A cosa si deve l'invenzione della steadicam negli anni Settanta?
«Sentivo che mancava qualcosa. Avevo un dolly, un dolly stupidamente grosso. Ero molto lontano da Hollywood e non avevo molti soldi e quando non hai molti soldi compri un vecchio, sporco, grosso dolly. Pesava quattrocento chili e la mia camera ne pesava quattro. Una cosa ridicola. Cominciai a pensare che ci doveva essere un altro modo di manovrarla. Fortunatamente, feci una ripresa in elicottero, con la camera tenuta alla fine di un'asta. E improvvisamente realizzai che se metti la camera alla fine di un lungo bastone è molto stabile su due assi. Costruimmo un oggetto a forma di T con due pesi per stabilizzarla sui tre assi. Improvvisamente ero l'unico tizio al mondo che poteva correre in giro riprendendo in maniera stabile. Facevamo firmare a tutti degli accordi di segretezza e poi portavamo la macchina segreta e giravamo quelli che alle volte erano degli stupidi spot».
Come è arrivato al cinema?
«Negli anni '60 ero un folksinger. Ho mollato in fretta il college per diventare un cantante. Quando arrivarono i Beatles mi dissi, ecco, è finita. Poi scrissi una storia di fantscienza, perché pensavo che mi sarebbe piaciuto essere uno scrittore. La spedii in giro ma non successe niente. Così sono finito a vendere Volkswagen. Ero molto infelice. Circa un anno dopo, mia moglie mi chiamò e mi disse, guarda è arrivata una busta da un'altra rivista alla quale avevo spedito la storia. Avevano accettato il racconto. Mi licenziai, tornai a casa, stappammo lo champagne. E poi ci rendemmo conto che ci avevano offerto 30 dollari e nel frattempo mi ero già licenziato! Mi serviva un lavoro. Siccome mi erano sempre piaciuti i film, mi ero letto tutti i libri sul cinema alla biblioteca di Philadelphia. Ho insegnato a me stesso come essere un filmmaker degli anni Quaranta, perché tutti quei libri erano fuori moda. E questo è ciò che mi ha portato ad avere un dolly e un equipaggiamento antico».
In quale film fu usata per la prima volta la steadicam?
«Fu Bound for Glory, un film veramente bello. Utilizzai un prototipo ma esattamente come quella vera a parte che era un po' più artigianale. Fu girato nel 1975 e uscì nel 1976. Ci furono tre film che avemmo la fortuna di girare contemporaneamente, Bound for Glory, Rocky e Il maratoneta. Fu un grande inizio. Ero molto veloce e atletico. Quando sei giovane e cerchi di impressionare la gente fai anche delle cose da pazzi. In un caso (nell'Esorcista 2 di John Boorman, n.d.r.) sto seguendo un attore che corre sul set. Nella scena quella persona che stavo seguendo doveva cadere e io dovevo volarle al di sopra. Corro, salgo su una sorta di gradino sulla sinistra, salto su quello a destra, cambio mano e corro giù dal gradino. E sullo schermo questa sequenza è pazzesca, sembra come se un aereo si muovesse lungo quel percorso e sorvolasse la persona in maniera impossibile. Facemmo cose davvero pazzesche».
La steadicam è stata usata anche per Rocky di John Avildsen, come nella famosa corsa sulla scalinata del museo di Philadelphia. Non doveva essere proprio facile correre dietro a Stallone...

CONSEGNA
Scrivi i titoli di tutti i film nominati nell'intervista sulla steadicam.

Righe del dataset sui punti in cui compaiono gli oggetti:

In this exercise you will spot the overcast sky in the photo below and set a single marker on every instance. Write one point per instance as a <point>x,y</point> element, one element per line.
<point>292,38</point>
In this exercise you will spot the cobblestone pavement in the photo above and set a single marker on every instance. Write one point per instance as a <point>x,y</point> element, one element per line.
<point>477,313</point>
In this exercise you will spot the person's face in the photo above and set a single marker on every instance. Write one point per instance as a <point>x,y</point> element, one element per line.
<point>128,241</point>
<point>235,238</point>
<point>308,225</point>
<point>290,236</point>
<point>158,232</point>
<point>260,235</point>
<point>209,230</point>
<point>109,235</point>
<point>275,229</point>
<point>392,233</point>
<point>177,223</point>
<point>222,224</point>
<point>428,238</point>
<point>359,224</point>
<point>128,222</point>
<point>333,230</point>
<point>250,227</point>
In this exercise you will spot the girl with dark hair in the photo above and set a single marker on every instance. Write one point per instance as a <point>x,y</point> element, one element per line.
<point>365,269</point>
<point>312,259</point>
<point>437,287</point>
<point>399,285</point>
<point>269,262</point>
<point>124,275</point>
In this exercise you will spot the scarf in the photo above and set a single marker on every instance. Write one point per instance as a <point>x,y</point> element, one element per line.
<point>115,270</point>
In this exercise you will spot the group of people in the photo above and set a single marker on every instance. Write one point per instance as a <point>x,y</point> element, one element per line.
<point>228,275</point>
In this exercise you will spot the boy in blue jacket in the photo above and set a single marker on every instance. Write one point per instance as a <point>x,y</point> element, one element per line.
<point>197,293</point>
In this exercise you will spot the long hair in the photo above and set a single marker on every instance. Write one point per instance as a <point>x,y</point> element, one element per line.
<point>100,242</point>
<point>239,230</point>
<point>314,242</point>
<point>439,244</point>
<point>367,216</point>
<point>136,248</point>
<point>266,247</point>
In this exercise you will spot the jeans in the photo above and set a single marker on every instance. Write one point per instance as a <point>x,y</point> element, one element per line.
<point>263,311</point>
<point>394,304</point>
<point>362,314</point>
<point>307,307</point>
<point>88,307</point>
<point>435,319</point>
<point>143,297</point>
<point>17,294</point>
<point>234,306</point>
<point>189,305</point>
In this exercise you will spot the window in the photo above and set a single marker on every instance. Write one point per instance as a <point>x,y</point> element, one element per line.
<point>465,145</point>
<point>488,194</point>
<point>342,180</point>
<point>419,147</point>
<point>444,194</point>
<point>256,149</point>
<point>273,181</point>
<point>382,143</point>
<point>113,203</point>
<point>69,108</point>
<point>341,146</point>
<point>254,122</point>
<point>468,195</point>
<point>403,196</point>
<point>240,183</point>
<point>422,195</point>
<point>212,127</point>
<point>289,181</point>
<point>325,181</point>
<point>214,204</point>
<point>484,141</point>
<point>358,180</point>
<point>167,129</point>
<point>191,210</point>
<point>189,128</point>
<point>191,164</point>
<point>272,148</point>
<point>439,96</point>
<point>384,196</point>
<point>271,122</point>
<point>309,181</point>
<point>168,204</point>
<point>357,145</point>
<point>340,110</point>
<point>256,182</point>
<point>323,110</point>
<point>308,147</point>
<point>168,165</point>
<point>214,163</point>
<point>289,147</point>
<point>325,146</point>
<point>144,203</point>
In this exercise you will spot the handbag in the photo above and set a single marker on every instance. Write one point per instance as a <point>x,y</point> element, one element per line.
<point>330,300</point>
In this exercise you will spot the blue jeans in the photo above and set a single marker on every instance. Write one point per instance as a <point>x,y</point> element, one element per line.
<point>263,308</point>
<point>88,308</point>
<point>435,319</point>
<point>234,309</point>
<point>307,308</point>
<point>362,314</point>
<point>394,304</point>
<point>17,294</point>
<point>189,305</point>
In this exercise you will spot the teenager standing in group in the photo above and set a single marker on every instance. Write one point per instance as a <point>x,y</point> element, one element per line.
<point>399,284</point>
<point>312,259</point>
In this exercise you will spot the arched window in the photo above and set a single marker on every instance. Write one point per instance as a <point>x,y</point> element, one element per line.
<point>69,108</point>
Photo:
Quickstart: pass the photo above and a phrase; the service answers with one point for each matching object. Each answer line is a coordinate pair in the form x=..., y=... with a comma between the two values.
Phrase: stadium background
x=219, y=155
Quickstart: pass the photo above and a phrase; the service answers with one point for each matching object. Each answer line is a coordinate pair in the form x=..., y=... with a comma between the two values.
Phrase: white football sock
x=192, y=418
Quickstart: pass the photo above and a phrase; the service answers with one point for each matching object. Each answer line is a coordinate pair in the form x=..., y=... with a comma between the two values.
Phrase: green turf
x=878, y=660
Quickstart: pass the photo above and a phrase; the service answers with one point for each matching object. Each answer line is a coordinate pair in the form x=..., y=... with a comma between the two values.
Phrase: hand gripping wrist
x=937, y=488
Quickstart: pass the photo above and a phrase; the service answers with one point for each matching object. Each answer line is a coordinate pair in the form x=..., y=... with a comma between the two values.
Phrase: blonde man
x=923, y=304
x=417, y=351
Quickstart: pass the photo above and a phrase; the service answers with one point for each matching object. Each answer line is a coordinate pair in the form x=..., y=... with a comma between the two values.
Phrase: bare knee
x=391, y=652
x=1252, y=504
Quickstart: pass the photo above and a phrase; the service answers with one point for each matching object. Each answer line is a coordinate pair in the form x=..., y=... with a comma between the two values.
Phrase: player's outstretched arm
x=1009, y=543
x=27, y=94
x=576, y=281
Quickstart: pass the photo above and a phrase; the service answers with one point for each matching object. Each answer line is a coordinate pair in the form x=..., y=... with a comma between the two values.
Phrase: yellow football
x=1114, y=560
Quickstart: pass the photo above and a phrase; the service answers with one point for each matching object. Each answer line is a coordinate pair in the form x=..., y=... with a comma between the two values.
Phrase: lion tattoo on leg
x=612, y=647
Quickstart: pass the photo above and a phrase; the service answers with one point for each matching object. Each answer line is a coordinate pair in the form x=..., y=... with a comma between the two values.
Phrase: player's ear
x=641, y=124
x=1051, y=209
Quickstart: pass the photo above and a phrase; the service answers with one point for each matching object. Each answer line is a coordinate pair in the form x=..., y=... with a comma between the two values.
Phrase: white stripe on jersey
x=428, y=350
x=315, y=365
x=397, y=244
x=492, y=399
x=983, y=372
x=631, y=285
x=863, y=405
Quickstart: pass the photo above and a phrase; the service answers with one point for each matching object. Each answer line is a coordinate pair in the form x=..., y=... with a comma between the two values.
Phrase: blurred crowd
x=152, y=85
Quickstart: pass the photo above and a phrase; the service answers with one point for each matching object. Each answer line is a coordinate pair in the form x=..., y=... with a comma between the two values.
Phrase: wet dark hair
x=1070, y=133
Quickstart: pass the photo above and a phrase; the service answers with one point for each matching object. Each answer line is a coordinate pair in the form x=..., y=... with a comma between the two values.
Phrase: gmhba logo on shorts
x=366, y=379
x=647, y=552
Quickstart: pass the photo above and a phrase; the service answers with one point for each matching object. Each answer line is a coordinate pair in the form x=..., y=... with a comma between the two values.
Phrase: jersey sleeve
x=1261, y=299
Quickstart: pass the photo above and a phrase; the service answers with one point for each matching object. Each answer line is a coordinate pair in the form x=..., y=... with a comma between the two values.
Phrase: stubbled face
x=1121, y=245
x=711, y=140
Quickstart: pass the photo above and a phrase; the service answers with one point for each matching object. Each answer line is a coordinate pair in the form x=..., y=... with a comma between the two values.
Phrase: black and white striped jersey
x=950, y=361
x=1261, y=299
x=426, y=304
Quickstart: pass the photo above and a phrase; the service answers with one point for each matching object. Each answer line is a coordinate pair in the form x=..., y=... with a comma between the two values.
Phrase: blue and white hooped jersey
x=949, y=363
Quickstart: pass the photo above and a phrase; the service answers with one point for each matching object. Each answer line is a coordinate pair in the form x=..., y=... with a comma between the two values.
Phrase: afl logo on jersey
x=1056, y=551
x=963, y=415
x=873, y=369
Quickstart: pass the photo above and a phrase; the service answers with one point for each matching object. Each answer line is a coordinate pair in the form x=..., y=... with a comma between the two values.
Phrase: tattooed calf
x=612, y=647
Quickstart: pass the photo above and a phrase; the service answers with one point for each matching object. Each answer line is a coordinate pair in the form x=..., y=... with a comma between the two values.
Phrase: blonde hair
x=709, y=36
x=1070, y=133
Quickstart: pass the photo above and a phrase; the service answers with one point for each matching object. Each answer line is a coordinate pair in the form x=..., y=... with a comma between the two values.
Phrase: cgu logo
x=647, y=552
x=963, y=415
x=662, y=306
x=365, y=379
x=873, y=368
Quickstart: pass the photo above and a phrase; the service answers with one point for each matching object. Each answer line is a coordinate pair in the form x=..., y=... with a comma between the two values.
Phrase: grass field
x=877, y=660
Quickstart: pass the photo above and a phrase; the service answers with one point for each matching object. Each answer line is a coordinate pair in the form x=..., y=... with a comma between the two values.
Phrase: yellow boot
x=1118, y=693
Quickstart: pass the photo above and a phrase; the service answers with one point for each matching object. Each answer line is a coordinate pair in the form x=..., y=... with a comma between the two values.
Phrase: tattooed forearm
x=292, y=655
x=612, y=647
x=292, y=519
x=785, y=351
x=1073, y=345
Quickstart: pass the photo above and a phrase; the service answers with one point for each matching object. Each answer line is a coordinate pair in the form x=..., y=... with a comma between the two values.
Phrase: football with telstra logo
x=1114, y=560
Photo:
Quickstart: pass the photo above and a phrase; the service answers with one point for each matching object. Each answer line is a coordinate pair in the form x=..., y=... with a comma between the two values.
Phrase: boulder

RISPOSTA
- Bound for Glory
- Rocky
- Il maratoneta
- Esorcista 2